* **List of tasks**
1/ In the forum thread on isolating barium metal from baryte, at about what temperature does the reply say BaCl2 and Al should melt together?
2/ Print the passage of the forum thread on isolating barium metal from baryte that runs from "I recently got" up to and including "more efficient method?".
3/ Proceed with the forum thread on isolating barium metal from baryte, beginning directly after its final post.

* **Supplied text**

++++++++

Sciencemadness Discussion Board

Isolation of barium metal from baryte sample

AndrejJoszika - 10-4-2018 at 08:20

Greetings!
I recently got a baryte sample (scientifically known as barium sulfate) and I would like to perform an isolation on it, nothing too complicated. Knowing that BaSO4 is really stable (and also a precipitate) the first method that came up in my mind and the very popular one is reducing the sulfate to sulfide with carbon. After that, I was thinking of adding HCl to BaS, leading to the formation of BaCl2 (and H2S will be produced in gaseous form).
My question is: could barium be isolated from BaCl2 through electrolysis? Or do you have a more efficient method?

Side note: I am fully aware of the formation of carbon monoxide, dioxide, hydrogen sulfide and the chlorine that would be released through electrolysis and I also know that barium itself is able to cause severe damage (making this operation pretty risky), but I can handle the situation with proper laboratory technique.

[Edited on 10-4-2018 by AndrejJoszika]

RawWork - 10-4-2018 at 08:36

Reduce BaCl2 with Al. Heat them together until they melt at around 1000 C. Then distill the AlCl3. Ba will be the leftover.

++++++++

* **Excerpted data**
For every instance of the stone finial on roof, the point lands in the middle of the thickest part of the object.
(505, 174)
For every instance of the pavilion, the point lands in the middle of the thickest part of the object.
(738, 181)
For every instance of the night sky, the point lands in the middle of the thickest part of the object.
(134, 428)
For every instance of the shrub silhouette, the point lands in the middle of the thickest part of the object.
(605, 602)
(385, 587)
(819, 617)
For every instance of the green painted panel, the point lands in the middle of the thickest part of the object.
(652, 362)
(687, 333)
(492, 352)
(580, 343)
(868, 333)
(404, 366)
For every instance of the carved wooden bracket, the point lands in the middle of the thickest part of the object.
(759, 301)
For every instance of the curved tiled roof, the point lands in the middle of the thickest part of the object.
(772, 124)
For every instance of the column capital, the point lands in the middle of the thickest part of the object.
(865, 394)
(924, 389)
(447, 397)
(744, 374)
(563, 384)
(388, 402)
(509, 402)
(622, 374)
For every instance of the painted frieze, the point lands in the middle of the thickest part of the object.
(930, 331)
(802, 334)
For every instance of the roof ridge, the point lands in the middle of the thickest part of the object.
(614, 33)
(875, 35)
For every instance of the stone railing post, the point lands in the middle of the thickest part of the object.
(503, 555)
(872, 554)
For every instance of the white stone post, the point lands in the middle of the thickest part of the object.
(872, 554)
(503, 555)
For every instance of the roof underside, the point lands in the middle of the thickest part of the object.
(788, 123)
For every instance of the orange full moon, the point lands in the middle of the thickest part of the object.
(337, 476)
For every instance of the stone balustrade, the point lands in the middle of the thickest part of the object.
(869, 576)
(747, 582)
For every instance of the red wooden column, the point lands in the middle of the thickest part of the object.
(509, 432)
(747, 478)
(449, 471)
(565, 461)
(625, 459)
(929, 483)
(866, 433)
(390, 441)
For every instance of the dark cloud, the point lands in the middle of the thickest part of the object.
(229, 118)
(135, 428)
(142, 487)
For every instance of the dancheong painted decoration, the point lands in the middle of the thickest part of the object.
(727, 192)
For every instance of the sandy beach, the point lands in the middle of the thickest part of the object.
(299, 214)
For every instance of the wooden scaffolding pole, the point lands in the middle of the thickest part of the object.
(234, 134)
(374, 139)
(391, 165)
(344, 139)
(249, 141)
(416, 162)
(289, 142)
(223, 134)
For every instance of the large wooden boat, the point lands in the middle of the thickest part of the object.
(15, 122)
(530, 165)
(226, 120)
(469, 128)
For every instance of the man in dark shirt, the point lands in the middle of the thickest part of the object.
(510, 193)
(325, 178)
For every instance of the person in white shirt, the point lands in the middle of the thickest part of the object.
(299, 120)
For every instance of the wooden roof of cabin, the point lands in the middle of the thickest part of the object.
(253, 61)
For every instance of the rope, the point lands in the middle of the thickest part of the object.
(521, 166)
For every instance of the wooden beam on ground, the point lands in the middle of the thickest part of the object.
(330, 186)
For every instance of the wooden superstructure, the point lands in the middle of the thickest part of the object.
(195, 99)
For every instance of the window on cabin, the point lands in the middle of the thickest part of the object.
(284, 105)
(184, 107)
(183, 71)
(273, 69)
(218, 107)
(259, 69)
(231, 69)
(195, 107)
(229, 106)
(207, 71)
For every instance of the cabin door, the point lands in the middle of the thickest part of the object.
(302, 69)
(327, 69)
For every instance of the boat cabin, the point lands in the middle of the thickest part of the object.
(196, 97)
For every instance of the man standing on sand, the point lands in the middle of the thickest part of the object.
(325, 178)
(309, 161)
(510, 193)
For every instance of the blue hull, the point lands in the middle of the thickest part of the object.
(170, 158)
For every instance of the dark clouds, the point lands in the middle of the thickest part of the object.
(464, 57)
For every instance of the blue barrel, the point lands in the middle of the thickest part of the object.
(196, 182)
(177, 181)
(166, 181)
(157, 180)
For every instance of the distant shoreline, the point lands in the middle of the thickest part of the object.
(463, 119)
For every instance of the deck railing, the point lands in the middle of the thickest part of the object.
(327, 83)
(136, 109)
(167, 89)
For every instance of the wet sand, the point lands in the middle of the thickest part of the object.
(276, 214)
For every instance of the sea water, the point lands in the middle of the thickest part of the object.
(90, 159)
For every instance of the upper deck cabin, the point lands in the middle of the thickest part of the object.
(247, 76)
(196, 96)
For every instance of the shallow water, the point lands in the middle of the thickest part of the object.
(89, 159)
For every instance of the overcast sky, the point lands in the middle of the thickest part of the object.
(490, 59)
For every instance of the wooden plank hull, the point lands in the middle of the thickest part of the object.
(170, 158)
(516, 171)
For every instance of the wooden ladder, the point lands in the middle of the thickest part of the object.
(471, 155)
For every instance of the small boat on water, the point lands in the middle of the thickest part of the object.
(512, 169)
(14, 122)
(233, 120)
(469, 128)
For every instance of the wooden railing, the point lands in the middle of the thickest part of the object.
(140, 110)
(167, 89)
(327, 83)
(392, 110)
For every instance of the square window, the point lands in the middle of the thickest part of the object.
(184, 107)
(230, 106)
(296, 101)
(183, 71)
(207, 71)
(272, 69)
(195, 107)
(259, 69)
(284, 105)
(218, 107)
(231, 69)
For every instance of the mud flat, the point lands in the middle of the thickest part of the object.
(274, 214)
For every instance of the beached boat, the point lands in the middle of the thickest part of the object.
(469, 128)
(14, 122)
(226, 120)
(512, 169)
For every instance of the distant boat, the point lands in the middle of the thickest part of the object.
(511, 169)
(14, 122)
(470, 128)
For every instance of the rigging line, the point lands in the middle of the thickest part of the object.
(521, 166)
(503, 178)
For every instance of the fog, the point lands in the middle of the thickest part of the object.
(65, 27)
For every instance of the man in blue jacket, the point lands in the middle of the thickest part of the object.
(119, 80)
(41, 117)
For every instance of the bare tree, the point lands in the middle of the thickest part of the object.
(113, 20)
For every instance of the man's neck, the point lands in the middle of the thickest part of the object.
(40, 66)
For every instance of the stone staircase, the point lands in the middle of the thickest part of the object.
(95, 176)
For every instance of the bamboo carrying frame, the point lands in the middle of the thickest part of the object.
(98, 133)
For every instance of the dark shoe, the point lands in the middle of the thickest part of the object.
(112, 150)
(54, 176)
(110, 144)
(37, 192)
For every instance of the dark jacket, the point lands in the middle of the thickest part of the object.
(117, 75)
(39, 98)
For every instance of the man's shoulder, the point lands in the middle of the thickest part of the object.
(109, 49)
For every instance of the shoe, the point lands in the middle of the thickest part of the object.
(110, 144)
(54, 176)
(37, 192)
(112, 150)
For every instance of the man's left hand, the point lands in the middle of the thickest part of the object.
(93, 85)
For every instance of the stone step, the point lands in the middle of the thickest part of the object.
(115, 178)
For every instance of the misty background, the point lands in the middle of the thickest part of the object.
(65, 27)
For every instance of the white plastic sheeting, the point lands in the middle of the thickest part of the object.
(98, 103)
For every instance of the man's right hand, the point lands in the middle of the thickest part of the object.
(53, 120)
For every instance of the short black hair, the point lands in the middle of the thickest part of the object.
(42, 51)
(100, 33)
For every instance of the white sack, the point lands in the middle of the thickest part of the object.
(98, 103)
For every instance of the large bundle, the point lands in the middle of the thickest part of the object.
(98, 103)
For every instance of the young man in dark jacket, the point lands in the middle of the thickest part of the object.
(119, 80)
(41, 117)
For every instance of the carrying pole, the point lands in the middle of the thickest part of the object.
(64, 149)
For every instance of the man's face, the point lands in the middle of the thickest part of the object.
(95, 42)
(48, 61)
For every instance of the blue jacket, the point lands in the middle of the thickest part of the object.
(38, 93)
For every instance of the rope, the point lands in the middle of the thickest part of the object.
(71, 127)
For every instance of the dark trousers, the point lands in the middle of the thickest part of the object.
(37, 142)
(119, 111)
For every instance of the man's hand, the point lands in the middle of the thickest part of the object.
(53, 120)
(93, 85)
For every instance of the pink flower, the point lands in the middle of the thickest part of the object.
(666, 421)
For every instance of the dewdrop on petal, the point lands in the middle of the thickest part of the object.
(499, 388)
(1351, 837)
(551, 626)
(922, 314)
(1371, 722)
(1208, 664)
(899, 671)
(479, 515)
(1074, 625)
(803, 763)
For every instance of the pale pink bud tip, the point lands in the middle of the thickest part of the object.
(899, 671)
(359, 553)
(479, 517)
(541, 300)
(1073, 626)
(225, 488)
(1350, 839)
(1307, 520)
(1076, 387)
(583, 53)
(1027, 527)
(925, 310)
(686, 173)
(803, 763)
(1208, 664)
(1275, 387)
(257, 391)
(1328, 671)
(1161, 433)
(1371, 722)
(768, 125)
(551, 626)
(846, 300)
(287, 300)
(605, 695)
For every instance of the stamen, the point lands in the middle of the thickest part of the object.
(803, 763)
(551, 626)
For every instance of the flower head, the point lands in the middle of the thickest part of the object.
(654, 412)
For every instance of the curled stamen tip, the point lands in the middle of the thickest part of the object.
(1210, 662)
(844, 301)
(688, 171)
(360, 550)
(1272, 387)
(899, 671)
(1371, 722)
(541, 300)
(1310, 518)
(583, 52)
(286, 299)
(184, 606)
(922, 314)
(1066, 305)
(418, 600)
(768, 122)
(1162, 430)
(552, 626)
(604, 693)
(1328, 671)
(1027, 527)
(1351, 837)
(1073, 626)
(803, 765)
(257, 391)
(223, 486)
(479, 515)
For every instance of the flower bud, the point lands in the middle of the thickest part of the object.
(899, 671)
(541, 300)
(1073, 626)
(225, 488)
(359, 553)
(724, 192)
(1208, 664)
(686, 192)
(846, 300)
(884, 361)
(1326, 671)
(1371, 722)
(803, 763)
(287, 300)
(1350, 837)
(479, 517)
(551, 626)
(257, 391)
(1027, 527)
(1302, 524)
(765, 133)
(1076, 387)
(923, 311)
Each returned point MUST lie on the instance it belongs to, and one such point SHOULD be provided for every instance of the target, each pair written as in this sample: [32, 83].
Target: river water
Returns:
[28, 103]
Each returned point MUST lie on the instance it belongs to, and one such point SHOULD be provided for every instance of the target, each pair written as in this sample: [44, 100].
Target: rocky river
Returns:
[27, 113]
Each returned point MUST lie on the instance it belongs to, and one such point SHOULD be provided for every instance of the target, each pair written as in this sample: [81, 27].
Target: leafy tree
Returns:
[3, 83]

++++++++

* **Numbered responses**
1/ Around 1000 C.

2/
I recently got a baryte sample (scientifically known as barium sulfate) and I would like to perform an isolation on it, nothing too complicated. Knowing that BaSO4 is really stable (and also a precipitate) the first method that came up in my mind and the very popular one is reducing the sulfate to sulfide with carbon. After that, I was thinking of adding HCl to BaS, leading to the formation of BaCl2 (and H2S will be produced in gaseous form).
My question is: could barium be isolated from BaCl2 through electrolysis? Or do you have a more efficient method?

3/
MrHomeScientist - 10-4-2018 at 10:08

I could have sworn there was a thread here on this topic, but I can't find it right now. If I remember right, barite is a very hard material that's difficult to crush into a powder, and that thread never made it to actual barium metal.

Another route from the sulfate is to convert it to the even less soluble carbonate by extended reflux in a carbonate solution. This can then be dissolved in another acid to make a more friendly barium salt. From there, I'm not so sure. I have a feeling barium is too reactive to be isolated from aqueous solution.

As you know, barium salts are very toxic so take extra care when working with them! Be careful around operations that produce gases, as this creates a mist of fine droplets of solution which could be inhaled or settle on surfaces that you later come into contact with.

AndrejJoszika - 10-4-2018 at 10:27

Quote: Originally posted by MrHomeScientist  
I could have sworn there was a thread here on this topic, but I can't find it right now. If I remember right, barite is a very hard material that's difficult to crush into a powder, and that thread never made it to actual barium metal.

Another route from the sulfate is to convert it to the even less soluble carbonate by extended reflux in a carbonate solution. This can then be dissolved in another acid to make a more friendly barium salt. From there, I'm not so sure. I have a feeling barium is too reactive to be isolated from aqueous solution.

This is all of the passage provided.